>> Begin Available records

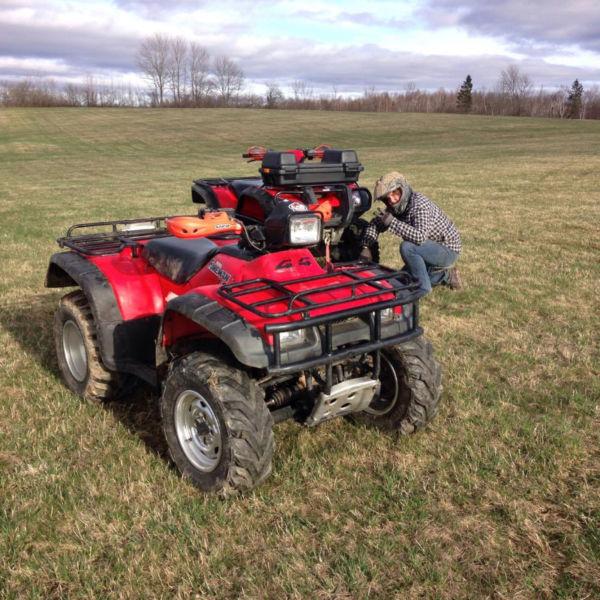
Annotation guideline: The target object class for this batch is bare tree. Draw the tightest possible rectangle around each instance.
[84,75,98,106]
[498,65,533,115]
[265,81,285,108]
[136,33,169,105]
[214,56,244,106]
[292,79,314,102]
[167,38,187,105]
[188,42,213,105]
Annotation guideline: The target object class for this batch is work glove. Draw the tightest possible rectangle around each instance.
[373,210,394,230]
[358,246,373,262]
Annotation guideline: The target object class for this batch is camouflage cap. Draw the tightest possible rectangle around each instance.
[373,171,409,200]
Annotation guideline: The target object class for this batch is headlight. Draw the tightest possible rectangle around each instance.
[289,214,321,246]
[279,327,317,350]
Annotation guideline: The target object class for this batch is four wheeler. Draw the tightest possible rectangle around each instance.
[46,145,441,493]
[192,144,379,262]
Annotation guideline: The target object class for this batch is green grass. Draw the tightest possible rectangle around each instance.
[0,109,600,598]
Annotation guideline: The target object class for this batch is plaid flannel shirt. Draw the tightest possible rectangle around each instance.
[363,192,462,252]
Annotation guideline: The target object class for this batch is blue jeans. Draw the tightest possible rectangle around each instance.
[400,240,458,294]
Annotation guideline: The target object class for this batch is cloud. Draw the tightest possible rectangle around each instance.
[242,40,600,92]
[420,0,600,52]
[0,0,600,93]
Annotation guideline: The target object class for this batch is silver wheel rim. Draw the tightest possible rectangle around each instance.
[175,390,222,473]
[365,353,400,416]
[63,320,87,382]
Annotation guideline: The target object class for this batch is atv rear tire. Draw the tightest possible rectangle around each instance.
[352,336,442,435]
[161,352,273,495]
[54,290,133,402]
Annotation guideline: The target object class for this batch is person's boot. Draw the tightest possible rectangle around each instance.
[446,267,463,290]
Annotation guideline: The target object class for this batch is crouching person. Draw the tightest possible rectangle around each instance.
[360,171,462,294]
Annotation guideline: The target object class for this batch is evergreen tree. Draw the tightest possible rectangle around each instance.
[567,79,583,119]
[456,75,473,113]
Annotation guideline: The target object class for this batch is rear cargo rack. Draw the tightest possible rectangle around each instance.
[56,215,241,256]
[57,216,170,256]
[219,263,419,318]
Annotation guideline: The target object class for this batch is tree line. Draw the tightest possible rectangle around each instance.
[0,34,600,119]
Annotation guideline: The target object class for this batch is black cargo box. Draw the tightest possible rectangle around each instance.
[260,150,364,186]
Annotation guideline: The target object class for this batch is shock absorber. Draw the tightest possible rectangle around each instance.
[266,381,304,410]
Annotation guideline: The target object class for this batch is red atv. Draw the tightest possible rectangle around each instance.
[46,150,441,493]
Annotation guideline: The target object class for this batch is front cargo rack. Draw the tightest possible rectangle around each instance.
[219,263,420,320]
[219,263,423,386]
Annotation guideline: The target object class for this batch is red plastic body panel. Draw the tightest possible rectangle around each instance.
[89,240,394,345]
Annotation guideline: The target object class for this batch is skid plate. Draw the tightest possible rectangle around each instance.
[305,377,381,425]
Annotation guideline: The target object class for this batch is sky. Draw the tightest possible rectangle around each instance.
[0,0,600,95]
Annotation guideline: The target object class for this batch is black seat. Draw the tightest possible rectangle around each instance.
[142,237,219,284]
[230,177,263,198]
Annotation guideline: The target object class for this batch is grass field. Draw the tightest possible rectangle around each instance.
[0,109,600,598]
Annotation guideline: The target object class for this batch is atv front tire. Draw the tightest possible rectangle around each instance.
[352,336,442,435]
[54,290,132,402]
[161,352,273,495]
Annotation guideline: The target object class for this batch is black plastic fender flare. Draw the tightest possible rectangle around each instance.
[157,292,272,369]
[45,252,160,385]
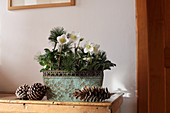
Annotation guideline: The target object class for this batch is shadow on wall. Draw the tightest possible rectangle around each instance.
[0,69,16,92]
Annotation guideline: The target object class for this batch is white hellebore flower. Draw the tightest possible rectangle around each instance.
[84,42,94,53]
[93,44,100,54]
[57,34,69,45]
[70,31,80,41]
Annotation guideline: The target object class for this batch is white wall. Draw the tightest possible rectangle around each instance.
[0,0,136,113]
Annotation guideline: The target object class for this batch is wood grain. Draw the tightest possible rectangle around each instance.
[136,0,149,113]
[166,68,170,113]
[8,0,75,10]
[0,94,123,113]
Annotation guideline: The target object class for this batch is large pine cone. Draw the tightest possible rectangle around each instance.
[73,86,115,102]
[27,83,46,100]
[15,84,29,100]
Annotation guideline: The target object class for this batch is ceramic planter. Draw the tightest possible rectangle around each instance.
[43,71,103,101]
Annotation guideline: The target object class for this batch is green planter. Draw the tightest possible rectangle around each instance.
[43,71,103,101]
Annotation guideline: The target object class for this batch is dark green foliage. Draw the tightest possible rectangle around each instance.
[61,54,77,73]
[36,27,116,73]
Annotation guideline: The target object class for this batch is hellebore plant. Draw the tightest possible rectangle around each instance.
[35,27,116,73]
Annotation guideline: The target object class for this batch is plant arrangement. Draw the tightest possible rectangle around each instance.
[36,27,116,73]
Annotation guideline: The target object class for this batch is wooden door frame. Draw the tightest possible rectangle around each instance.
[136,0,166,113]
[136,0,149,113]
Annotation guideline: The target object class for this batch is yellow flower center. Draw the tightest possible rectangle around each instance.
[71,35,77,40]
[87,45,91,49]
[60,38,66,44]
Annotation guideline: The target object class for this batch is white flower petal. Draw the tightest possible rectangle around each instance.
[57,34,69,44]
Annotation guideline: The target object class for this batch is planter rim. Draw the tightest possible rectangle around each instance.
[43,70,103,77]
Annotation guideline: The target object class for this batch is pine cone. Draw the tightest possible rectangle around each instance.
[73,86,115,102]
[27,83,46,100]
[15,84,29,100]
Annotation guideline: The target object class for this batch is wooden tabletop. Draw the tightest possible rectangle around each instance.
[0,93,123,107]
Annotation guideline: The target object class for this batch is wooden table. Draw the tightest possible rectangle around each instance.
[0,94,123,113]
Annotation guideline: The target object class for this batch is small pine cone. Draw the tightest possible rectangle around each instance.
[15,84,29,100]
[73,86,115,102]
[27,83,46,100]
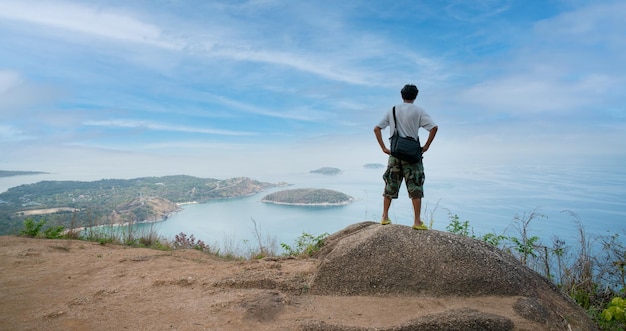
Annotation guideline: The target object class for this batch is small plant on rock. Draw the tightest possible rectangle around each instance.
[280,232,328,256]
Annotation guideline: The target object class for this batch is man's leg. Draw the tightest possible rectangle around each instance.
[411,198,423,226]
[381,197,391,225]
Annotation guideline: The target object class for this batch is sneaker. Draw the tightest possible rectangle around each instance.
[412,223,428,230]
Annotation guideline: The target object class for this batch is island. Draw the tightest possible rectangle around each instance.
[0,175,278,235]
[0,170,49,177]
[363,163,385,169]
[261,188,354,206]
[310,167,341,176]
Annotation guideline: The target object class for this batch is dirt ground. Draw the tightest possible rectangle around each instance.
[0,236,556,331]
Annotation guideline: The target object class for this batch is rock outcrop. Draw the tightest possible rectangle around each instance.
[307,222,597,330]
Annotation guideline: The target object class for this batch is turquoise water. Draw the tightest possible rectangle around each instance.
[140,167,626,254]
[0,166,626,254]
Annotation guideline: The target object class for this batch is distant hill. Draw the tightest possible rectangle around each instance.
[0,175,279,235]
[0,170,49,177]
[310,167,341,176]
[261,188,353,206]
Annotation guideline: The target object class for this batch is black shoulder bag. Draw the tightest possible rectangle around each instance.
[389,106,422,163]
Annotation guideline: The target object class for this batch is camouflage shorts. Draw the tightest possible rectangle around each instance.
[383,156,426,199]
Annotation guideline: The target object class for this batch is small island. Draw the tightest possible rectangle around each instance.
[261,188,354,206]
[0,170,49,177]
[363,163,385,169]
[310,167,341,176]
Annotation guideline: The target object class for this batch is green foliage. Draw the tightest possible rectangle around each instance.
[280,232,328,256]
[0,175,276,235]
[446,215,474,238]
[602,297,626,322]
[480,233,508,247]
[43,225,65,239]
[509,236,540,263]
[20,218,46,238]
[261,188,352,205]
[173,232,210,252]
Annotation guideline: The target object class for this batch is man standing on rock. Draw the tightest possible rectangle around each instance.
[374,84,438,230]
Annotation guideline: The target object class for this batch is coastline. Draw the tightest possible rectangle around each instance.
[261,199,354,207]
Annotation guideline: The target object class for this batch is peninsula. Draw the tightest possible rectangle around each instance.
[261,188,354,206]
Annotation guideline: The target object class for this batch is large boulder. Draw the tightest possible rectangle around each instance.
[311,222,597,330]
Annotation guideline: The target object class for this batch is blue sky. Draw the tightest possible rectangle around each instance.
[0,0,626,182]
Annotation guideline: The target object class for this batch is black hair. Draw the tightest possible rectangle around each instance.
[400,84,419,100]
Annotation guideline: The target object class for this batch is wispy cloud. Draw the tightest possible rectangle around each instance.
[83,119,254,136]
[0,1,180,49]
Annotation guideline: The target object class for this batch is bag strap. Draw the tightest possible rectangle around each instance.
[393,106,400,136]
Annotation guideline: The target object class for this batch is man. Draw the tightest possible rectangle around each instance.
[374,84,438,230]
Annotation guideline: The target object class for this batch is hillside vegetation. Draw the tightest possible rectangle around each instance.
[261,188,353,206]
[0,175,276,235]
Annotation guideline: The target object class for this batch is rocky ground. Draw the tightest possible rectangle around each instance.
[0,225,589,331]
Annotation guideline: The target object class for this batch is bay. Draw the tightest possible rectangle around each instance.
[138,166,626,255]
[0,165,626,251]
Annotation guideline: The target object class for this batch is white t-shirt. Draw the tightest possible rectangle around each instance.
[377,102,437,139]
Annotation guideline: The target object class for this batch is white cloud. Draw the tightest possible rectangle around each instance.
[0,1,180,49]
[83,120,254,136]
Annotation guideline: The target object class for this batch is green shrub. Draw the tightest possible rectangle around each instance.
[43,225,65,239]
[20,218,46,238]
[602,297,626,322]
[280,232,328,256]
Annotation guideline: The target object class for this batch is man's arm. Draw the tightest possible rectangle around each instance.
[422,126,439,153]
[374,126,391,154]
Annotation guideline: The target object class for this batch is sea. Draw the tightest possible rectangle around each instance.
[0,165,626,252]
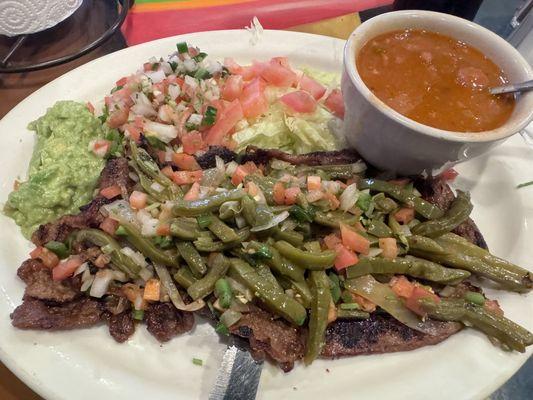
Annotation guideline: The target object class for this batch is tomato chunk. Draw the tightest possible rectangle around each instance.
[324,89,344,118]
[205,100,244,146]
[280,90,316,113]
[300,75,326,100]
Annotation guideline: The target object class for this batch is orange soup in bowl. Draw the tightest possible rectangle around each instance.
[356,30,515,132]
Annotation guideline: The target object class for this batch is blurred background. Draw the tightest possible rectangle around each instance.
[0,0,533,400]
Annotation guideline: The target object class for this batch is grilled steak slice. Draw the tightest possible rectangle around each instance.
[145,303,194,342]
[107,310,135,343]
[31,197,111,246]
[242,146,361,166]
[17,259,80,303]
[230,309,305,372]
[415,178,488,249]
[196,146,237,169]
[321,313,461,358]
[11,298,103,330]
[98,157,133,198]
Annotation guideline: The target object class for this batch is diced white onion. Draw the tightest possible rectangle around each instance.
[250,211,289,232]
[339,183,359,211]
[144,121,178,143]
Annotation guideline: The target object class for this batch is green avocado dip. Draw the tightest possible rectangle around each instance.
[4,101,106,238]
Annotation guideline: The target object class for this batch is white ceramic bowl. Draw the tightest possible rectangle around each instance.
[342,10,533,175]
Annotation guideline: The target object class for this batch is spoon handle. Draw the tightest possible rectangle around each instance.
[490,80,533,94]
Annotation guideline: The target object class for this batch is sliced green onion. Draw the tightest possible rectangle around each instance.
[131,310,144,321]
[44,240,70,259]
[176,42,189,54]
[202,106,217,126]
[340,303,361,310]
[194,68,211,79]
[192,52,207,62]
[465,290,485,306]
[215,322,229,336]
[152,236,174,250]
[196,214,213,229]
[192,358,204,367]
[289,205,316,222]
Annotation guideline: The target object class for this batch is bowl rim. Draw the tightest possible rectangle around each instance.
[343,10,533,143]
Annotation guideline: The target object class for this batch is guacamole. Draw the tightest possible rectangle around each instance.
[4,101,105,238]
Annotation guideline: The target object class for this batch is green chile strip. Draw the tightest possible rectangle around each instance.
[187,253,229,300]
[230,258,307,326]
[346,256,470,285]
[357,179,444,219]
[176,242,207,278]
[412,190,473,237]
[304,271,331,365]
[274,240,336,270]
[248,241,304,282]
[419,299,533,353]
[172,189,246,217]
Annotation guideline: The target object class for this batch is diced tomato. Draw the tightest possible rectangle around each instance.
[172,170,203,185]
[100,217,118,235]
[340,223,370,254]
[30,246,59,269]
[285,186,302,205]
[130,190,148,210]
[335,244,359,271]
[155,224,170,236]
[172,153,200,171]
[115,76,128,86]
[221,75,244,101]
[324,89,344,118]
[92,139,111,157]
[239,78,268,118]
[324,192,341,210]
[389,275,415,299]
[439,168,459,181]
[52,256,83,281]
[261,58,298,87]
[300,75,326,100]
[107,107,130,128]
[124,124,141,143]
[379,238,398,260]
[231,165,249,186]
[404,285,440,316]
[324,233,341,250]
[280,90,316,113]
[143,278,161,301]
[394,207,415,224]
[181,132,206,154]
[183,182,200,201]
[161,165,174,179]
[307,175,322,191]
[205,100,244,146]
[272,182,285,205]
[87,101,94,114]
[100,185,122,199]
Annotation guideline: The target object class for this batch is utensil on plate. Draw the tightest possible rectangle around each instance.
[209,336,263,400]
[490,80,533,94]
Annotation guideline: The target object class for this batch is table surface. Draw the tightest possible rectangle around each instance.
[0,0,533,400]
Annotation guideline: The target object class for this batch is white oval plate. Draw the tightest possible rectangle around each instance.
[0,31,533,400]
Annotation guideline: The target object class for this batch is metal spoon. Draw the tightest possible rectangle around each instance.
[490,80,533,94]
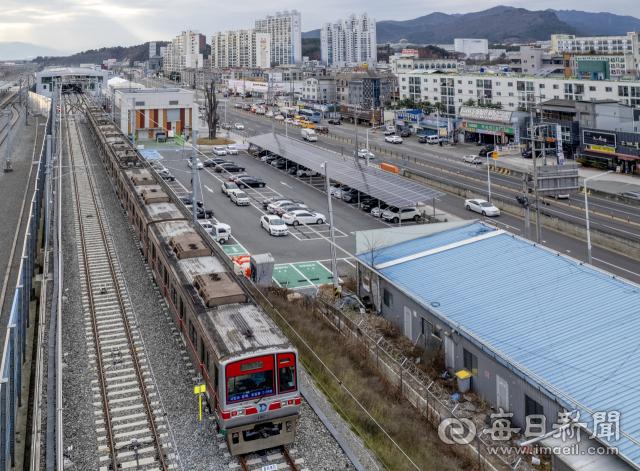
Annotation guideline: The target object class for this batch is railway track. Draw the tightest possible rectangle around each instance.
[236,446,308,471]
[64,98,175,471]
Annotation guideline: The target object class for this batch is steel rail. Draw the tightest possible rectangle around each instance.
[72,94,168,471]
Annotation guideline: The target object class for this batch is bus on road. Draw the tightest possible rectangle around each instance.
[298,109,322,123]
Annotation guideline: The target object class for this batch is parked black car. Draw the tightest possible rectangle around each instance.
[189,206,213,219]
[202,159,233,167]
[216,164,244,173]
[180,196,204,208]
[237,177,265,188]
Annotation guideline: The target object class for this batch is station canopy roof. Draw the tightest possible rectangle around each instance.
[248,133,444,208]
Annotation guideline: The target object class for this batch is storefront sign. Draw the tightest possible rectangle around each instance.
[582,130,616,148]
[458,106,511,123]
[587,145,616,152]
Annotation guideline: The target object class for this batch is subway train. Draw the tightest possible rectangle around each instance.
[84,100,301,455]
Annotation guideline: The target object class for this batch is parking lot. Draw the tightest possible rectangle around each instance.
[157,146,400,282]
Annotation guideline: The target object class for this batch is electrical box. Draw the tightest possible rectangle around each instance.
[249,253,275,287]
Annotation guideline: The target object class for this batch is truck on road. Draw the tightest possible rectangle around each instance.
[301,128,318,142]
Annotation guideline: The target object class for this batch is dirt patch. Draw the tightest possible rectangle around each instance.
[198,137,236,146]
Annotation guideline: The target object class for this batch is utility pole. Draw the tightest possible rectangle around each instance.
[191,130,199,224]
[2,107,13,173]
[322,162,340,298]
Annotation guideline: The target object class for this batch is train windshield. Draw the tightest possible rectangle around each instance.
[227,356,275,403]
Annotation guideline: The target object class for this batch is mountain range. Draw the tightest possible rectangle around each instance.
[302,6,640,44]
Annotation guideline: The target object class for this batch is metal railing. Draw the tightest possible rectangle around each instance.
[0,111,51,471]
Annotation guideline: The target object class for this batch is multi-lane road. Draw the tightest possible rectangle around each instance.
[132,76,640,283]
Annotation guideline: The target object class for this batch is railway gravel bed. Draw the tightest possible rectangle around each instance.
[63,109,376,471]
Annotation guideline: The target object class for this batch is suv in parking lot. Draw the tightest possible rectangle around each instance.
[382,207,422,224]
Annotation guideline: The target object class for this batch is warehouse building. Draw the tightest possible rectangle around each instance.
[356,220,640,471]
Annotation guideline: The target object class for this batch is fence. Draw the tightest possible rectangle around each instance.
[248,290,531,471]
[0,113,51,471]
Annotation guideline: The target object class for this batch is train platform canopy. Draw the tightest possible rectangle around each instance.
[356,220,640,468]
[248,133,444,208]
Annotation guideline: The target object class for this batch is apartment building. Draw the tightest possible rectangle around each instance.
[211,29,271,68]
[320,13,378,67]
[163,30,207,74]
[255,10,302,65]
[398,70,640,117]
[551,32,640,74]
[389,49,458,74]
[300,76,336,105]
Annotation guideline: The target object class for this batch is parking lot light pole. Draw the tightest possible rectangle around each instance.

>> End Available records

=== Problem ===
Retype the lines of the records above exactly, starting at the line that contains "batch is front" and ending at the line that contains "[230,177,263,198]", with both of those lines included.

=== Written answer ===
Annotation guideline: The target object class for this batch is front cargo rack. Draw the tightest possible rectangle around each instance.
[219,263,420,320]
[219,263,423,386]
Annotation guideline: The target object class for this batch is red plastic body panel. Draw the tightest possible rectangle around each instance.
[89,240,394,345]
Annotation guideline: The target object class for this batch is skid plate. Draw the tightest possible rectangle around each instance.
[305,377,381,425]
Annotation guideline: The target object class for this batch is sky. Draw the tightest possible rectangle around each instance.
[0,0,600,95]
Annotation guideline: The target object class for this batch is black seat. Draw the tightest possible rectangle around each instance.
[142,237,219,284]
[230,177,263,198]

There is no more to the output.